Directions for this task: Convert every line of the records below into a JSON list of strings, with one string per line and any blank lines omitted.

Object detection data:
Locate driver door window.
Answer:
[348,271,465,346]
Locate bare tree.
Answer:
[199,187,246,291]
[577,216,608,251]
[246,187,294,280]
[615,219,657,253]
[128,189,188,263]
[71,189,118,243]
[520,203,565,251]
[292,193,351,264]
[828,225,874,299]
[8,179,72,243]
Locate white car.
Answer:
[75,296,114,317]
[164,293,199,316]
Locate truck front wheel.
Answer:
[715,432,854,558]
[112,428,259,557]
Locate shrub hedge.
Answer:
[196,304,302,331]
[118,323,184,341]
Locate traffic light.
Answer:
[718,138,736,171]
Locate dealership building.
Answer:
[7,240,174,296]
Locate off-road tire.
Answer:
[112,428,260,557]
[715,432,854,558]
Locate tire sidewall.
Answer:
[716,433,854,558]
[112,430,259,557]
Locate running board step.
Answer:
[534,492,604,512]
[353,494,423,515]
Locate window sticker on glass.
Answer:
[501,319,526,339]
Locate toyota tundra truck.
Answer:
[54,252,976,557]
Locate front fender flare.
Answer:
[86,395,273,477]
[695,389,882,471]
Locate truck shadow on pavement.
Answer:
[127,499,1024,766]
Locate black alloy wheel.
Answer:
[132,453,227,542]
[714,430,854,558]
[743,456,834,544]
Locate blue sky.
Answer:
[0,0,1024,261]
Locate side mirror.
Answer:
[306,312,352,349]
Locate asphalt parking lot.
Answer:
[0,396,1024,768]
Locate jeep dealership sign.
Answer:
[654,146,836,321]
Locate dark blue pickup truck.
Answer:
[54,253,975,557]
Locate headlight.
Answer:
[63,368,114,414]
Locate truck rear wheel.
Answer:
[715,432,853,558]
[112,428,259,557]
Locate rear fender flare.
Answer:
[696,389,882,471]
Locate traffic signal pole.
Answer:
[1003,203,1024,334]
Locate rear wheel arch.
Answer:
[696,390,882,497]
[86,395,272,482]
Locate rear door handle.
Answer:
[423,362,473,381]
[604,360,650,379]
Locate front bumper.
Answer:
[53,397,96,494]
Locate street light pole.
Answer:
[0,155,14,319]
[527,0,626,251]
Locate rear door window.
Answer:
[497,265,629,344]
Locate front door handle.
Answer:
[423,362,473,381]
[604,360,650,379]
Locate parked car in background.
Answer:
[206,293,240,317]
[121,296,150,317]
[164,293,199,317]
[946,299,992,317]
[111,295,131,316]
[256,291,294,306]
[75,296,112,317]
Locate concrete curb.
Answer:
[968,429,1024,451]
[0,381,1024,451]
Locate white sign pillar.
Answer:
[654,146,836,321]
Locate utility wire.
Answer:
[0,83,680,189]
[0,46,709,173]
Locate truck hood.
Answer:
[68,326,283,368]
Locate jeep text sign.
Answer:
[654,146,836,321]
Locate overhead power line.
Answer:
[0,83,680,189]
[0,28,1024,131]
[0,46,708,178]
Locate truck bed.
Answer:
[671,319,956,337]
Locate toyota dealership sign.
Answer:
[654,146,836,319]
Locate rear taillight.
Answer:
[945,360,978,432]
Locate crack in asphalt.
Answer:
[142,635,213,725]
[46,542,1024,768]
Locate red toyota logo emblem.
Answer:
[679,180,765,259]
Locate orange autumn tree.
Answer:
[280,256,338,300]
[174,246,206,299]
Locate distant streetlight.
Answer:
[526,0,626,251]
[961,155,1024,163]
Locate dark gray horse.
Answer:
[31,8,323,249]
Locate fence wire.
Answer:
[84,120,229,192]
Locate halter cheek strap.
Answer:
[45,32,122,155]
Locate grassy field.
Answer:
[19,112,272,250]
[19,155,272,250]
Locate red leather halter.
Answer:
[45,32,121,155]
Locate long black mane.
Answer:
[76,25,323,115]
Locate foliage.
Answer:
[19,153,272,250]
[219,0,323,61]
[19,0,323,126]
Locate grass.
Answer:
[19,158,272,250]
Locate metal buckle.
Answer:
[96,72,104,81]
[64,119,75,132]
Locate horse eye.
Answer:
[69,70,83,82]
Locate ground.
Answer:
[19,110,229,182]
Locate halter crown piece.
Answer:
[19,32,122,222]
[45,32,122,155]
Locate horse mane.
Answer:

Answer to this problem:
[
  "Locate driver door window.",
  "Answer:",
  "[348,271,465,346]",
  "Locate bare tree.",
  "Answer:",
  "[199,187,246,291]",
  "[577,216,608,251]",
  "[246,187,294,280]",
  "[615,219,657,253]",
  "[128,189,188,263]",
  "[71,189,118,243]",
  "[520,203,565,251]",
  "[292,193,351,264]",
  "[828,225,874,299]",
  "[8,179,72,243]",
  "Locate white car.",
  "Answer:",
  "[75,296,114,317]",
  "[164,293,199,316]",
  "Locate truck front wheel.",
  "Answer:",
  "[715,432,854,558]",
  "[112,428,259,557]",
  "Locate shrub hedge.",
  "Answer:",
  "[196,304,302,331]",
  "[118,323,184,341]",
  "Locate traffic light.",
  "Answer:",
  "[718,138,736,171]",
  "Locate dealership building.",
  "Answer:",
  "[7,240,174,296]",
  "Locate off-road tire.",
  "Answer:",
  "[112,428,260,557]",
  "[715,432,854,558]",
  "Locate tire sidewall.",
  "Answer:",
  "[716,433,854,558]",
  "[112,430,259,557]",
  "Locate running board step.",
  "Answer:",
  "[534,492,604,512]",
  "[353,494,423,515]",
  "Locate window sticker on glass.",
  "Answer:",
  "[501,319,526,339]",
  "Locate toyota tundra truck.",
  "Answer:",
  "[54,252,976,557]",
  "Locate front fender flare.",
  "Answer:",
  "[86,395,273,477]",
  "[695,389,882,471]",
  "Locate truck shadow on pavement.",
  "Answer:",
  "[127,499,1024,766]",
  "Locate black alloy wheel.",
  "Answer:",
  "[132,453,227,542]",
  "[714,430,854,558]",
  "[743,456,834,544]",
  "Locate blue sky.",
  "Answer:",
  "[0,0,1024,261]",
  "Locate side mirror.",
  "Answer:",
  "[306,312,352,349]",
  "Locate asphalt parking lot.",
  "Answer:",
  "[0,396,1024,768]",
  "Locate jeep dealership sign.",
  "Answer:",
  "[654,146,836,321]",
  "Locate dark blue pickup truck.",
  "Answer:",
  "[54,253,975,557]",
  "Locate headlight.",
  "Answer:",
  "[63,368,114,414]",
  "Locate truck rear wheel.",
  "Answer:",
  "[715,432,853,558]",
  "[112,428,259,557]",
  "Locate rear fender flare.",
  "Answer:",
  "[696,389,882,471]",
  "Locate traffic signal pole.",
  "Answer:",
  "[1003,203,1024,334]",
  "Locate rear wheel arch.",
  "Answer:",
  "[696,390,882,497]",
  "[86,395,272,482]",
  "Locate rear door handle.",
  "Answer:",
  "[423,362,473,381]",
  "[604,360,650,379]",
  "Locate front bumper.",
  "Answer:",
  "[53,397,96,494]",
  "Locate street light pole.",
  "Answer:",
  "[0,155,14,319]",
  "[527,0,626,251]",
  "Locate rear door window.",
  "Answer:",
  "[497,265,629,344]",
  "Locate front door handle.",
  "Answer:",
  "[423,362,473,381]",
  "[604,360,650,379]",
  "Locate parked car in background.",
  "Answer:",
  "[206,293,240,317]",
  "[121,296,150,317]",
  "[164,293,199,317]",
  "[946,299,992,317]",
  "[111,295,131,316]",
  "[256,291,294,306]",
  "[75,296,112,317]",
  "Locate concrete curb.",
  "Answer:",
  "[968,429,1024,451]",
  "[0,381,1024,451]",
  "Locate white sign pillar.",
  "Answer:",
  "[654,146,836,321]",
  "Locate utility wire.",
  "Answer:",
  "[0,83,680,189]",
  "[0,46,709,173]",
  "Locate truck hood.",
  "Answer:",
  "[68,326,283,368]",
  "Locate jeep text sign.",
  "Answer:",
  "[654,146,836,321]",
  "Locate overhead power line.",
  "Answer:",
  "[0,83,680,189]",
  "[0,28,1024,131]",
  "[0,46,708,178]",
  "Locate truck bed.",
  "Answer:",
  "[671,319,956,337]",
  "Locate toyota dealership sign.",
  "Answer:",
  "[654,146,836,319]",
  "Locate rear taillight.",
  "Answer:",
  "[945,360,978,432]",
  "Locate crack in asphalt.",
  "Answer:",
  "[142,635,213,725]",
  "[46,542,1024,768]",
  "Locate red toyota logo emblem.",
  "Answer:",
  "[679,180,765,259]",
  "Locate orange autumn tree.",
  "Answer:",
  "[280,256,338,300]",
  "[174,246,206,299]",
  "Locate distant streetlight.",
  "Answer:",
  "[526,0,626,251]",
  "[961,155,1024,163]",
  "Locate dark gray horse.",
  "Answer:",
  "[31,8,323,249]",
  "Locate fence wire.",
  "Answer:",
  "[84,120,229,192]",
  "Locate halter cheek strap.",
  "Answer:",
  "[45,32,122,155]",
  "Locate grassy field.",
  "Answer:",
  "[19,112,272,250]",
  "[19,155,272,250]",
  "Locate red leather halter.",
  "Answer:",
  "[45,32,121,155]",
  "Locate long black mane.",
  "Answer:",
  "[76,25,323,115]",
  "Locate foliage.",
  "Answer:",
  "[19,153,272,250]",
  "[219,0,323,61]",
  "[19,0,323,126]",
  "Locate grass.",
  "Answer:",
  "[19,158,272,250]",
  "Locate metal buckle.",
  "Answer:",
  "[96,72,104,81]",
  "[64,119,75,132]",
  "Locate horse eye.",
  "Answer:",
  "[69,70,83,82]",
  "Locate ground.",
  "Answer:",
  "[19,110,229,182]",
  "Locate halter crown piece.",
  "Answer:",
  "[19,32,122,222]",
  "[45,32,122,155]",
  "Locate horse mane.",
  "Answer:"
]